■ Records for the task:
+---+
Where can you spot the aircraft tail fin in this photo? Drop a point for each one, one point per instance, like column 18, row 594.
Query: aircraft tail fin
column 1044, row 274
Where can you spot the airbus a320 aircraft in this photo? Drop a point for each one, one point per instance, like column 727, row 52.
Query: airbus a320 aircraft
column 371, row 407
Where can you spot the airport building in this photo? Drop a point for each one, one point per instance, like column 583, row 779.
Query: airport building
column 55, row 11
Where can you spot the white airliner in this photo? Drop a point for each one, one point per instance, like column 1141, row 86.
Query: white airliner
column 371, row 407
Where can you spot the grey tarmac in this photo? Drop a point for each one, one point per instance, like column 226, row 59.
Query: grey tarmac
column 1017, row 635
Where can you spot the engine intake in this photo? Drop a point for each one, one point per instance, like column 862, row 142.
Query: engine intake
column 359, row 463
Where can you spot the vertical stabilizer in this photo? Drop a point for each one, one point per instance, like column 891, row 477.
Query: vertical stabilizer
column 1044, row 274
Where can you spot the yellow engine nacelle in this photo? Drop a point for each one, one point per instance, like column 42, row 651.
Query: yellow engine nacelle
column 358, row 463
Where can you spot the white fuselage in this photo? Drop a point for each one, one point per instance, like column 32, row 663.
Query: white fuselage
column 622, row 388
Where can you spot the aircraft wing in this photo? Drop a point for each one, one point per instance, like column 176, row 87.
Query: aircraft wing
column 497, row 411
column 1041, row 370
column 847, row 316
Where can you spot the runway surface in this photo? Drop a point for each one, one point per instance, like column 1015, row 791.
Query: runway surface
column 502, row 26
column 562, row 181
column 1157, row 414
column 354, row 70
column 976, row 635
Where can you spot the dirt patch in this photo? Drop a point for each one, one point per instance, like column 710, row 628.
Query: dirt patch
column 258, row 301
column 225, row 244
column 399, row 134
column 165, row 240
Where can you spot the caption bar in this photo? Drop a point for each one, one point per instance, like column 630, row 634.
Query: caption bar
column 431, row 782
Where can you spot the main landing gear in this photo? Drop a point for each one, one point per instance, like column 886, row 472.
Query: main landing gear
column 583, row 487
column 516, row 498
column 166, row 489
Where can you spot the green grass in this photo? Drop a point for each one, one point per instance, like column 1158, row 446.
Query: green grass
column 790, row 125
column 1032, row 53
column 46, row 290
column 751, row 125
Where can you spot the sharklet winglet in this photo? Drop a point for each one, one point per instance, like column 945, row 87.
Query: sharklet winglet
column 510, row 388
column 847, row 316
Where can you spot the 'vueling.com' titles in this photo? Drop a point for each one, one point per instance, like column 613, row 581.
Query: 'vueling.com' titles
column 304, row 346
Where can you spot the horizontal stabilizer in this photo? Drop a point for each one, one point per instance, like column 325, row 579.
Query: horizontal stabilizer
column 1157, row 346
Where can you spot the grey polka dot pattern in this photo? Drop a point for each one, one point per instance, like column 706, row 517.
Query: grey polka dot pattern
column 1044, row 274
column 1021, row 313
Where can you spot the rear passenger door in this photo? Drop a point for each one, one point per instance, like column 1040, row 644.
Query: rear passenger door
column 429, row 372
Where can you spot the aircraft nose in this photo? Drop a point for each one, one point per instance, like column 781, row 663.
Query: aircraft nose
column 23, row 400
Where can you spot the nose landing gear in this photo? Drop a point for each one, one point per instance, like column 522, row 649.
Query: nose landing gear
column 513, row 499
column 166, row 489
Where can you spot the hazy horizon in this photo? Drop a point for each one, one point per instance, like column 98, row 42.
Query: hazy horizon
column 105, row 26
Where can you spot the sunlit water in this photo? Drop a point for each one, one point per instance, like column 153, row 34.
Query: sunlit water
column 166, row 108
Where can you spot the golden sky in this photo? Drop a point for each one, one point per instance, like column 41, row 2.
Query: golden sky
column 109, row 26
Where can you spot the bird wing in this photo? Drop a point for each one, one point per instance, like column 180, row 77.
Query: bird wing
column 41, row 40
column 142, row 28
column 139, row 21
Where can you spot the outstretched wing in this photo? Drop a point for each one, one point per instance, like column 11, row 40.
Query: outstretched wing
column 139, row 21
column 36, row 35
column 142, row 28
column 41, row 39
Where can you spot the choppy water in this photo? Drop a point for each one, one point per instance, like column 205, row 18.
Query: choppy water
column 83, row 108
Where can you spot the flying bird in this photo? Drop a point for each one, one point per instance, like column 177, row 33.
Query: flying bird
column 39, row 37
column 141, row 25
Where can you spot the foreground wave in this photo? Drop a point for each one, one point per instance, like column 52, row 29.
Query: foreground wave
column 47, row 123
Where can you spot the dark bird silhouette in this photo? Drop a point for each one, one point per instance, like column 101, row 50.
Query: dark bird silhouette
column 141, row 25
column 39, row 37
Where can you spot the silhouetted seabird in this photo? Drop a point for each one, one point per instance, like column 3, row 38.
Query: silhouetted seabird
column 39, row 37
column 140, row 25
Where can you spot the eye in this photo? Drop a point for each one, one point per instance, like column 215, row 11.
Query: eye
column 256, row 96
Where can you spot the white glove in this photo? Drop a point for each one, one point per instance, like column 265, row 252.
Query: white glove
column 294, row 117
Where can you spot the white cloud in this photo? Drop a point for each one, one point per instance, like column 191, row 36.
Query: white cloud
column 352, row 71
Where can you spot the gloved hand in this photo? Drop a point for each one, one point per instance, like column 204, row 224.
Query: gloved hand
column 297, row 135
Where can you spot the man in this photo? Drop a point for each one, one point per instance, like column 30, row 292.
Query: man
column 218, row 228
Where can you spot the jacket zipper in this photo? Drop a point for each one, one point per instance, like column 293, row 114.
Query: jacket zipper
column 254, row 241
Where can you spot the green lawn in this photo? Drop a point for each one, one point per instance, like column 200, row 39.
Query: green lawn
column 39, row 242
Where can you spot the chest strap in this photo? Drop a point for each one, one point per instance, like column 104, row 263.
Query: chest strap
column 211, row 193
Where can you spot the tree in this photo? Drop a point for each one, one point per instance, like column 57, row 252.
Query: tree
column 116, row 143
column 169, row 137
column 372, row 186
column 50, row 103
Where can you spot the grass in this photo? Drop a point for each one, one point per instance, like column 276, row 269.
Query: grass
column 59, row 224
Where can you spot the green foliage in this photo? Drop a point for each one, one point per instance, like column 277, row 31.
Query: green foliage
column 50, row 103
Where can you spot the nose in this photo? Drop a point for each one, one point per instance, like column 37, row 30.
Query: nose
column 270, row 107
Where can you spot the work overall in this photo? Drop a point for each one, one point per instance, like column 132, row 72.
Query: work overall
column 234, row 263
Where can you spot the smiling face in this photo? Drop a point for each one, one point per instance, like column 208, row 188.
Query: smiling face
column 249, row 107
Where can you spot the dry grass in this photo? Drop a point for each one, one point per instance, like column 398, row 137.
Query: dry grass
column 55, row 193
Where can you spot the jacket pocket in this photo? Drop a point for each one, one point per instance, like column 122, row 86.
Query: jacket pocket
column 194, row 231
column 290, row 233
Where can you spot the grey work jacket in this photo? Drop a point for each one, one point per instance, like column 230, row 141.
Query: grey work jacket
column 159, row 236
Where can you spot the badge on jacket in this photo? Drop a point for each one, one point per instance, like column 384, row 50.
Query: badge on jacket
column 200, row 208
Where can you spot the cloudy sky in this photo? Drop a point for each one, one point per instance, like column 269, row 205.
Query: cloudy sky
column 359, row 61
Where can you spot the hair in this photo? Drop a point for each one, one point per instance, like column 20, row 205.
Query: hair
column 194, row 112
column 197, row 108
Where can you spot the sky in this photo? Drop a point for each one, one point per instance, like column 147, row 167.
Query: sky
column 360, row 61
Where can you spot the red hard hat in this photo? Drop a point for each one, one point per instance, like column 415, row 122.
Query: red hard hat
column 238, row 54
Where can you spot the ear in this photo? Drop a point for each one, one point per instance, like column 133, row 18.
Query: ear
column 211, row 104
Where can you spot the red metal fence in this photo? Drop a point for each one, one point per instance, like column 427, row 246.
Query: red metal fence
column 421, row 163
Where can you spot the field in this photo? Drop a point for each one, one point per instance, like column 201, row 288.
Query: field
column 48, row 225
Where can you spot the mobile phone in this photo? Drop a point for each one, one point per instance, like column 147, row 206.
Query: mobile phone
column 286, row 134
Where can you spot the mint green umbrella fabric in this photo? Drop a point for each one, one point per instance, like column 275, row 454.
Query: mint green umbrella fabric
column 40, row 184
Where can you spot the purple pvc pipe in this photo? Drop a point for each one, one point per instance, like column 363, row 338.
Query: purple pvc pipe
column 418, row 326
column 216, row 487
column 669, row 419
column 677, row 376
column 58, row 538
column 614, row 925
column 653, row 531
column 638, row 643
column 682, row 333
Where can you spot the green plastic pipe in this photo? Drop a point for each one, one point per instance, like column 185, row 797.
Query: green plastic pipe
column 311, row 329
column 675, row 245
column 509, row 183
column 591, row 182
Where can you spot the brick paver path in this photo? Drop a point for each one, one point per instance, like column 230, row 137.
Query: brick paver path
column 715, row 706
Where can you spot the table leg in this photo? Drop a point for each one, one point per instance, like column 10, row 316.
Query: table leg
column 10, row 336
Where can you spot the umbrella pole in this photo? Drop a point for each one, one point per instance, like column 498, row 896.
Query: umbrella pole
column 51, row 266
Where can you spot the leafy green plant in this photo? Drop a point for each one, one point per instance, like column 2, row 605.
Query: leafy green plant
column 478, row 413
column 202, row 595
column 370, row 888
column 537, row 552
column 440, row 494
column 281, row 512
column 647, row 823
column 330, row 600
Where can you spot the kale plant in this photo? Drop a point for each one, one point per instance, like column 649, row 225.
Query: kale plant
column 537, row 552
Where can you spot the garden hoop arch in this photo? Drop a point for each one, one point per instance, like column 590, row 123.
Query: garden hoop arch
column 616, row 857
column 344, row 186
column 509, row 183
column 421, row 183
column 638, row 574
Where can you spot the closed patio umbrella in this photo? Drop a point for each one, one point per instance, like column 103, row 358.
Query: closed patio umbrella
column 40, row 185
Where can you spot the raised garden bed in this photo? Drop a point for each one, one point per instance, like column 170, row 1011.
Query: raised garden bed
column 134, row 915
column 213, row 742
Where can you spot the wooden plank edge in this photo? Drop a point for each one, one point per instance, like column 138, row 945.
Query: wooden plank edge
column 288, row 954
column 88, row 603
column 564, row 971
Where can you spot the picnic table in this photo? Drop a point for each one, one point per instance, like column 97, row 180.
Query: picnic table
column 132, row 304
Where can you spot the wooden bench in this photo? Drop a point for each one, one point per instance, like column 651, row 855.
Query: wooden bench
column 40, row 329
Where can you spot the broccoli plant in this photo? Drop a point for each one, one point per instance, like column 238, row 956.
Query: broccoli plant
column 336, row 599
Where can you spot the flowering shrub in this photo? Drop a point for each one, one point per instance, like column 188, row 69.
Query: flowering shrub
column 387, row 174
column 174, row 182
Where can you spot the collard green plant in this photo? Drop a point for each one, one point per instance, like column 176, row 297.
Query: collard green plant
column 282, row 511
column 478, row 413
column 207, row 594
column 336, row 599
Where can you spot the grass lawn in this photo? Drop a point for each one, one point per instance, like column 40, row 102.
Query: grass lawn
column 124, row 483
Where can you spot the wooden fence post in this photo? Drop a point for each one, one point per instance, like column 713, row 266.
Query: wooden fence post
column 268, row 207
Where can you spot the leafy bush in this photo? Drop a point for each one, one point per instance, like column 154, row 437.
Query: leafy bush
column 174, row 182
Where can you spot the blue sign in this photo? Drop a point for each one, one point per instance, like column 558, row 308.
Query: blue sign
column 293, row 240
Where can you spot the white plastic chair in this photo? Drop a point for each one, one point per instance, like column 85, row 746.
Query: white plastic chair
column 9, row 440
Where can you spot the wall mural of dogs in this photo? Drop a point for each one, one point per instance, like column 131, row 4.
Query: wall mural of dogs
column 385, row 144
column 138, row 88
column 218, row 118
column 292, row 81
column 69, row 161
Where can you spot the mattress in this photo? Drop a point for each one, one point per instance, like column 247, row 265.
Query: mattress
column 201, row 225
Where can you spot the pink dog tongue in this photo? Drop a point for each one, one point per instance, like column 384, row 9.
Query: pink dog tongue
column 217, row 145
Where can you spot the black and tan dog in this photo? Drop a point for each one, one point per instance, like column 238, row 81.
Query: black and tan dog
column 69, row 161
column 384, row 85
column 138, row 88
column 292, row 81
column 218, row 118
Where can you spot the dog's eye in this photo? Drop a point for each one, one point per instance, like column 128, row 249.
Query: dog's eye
+---+
■ Exercise: Quote exactly the opening line of the material above and every line after it, up to and including the line that contains "Where can you spot the airbus".

■ Task output:
Where can you spot the aircraft tail fin in this photo? Drop a point for each one, one point per instance, like column 18, row 594.
Query: aircraft tail fin
column 1044, row 274
Where can you spot the airbus a320 aircraft in this photo? Drop a point for each one, one point per instance, like column 727, row 52.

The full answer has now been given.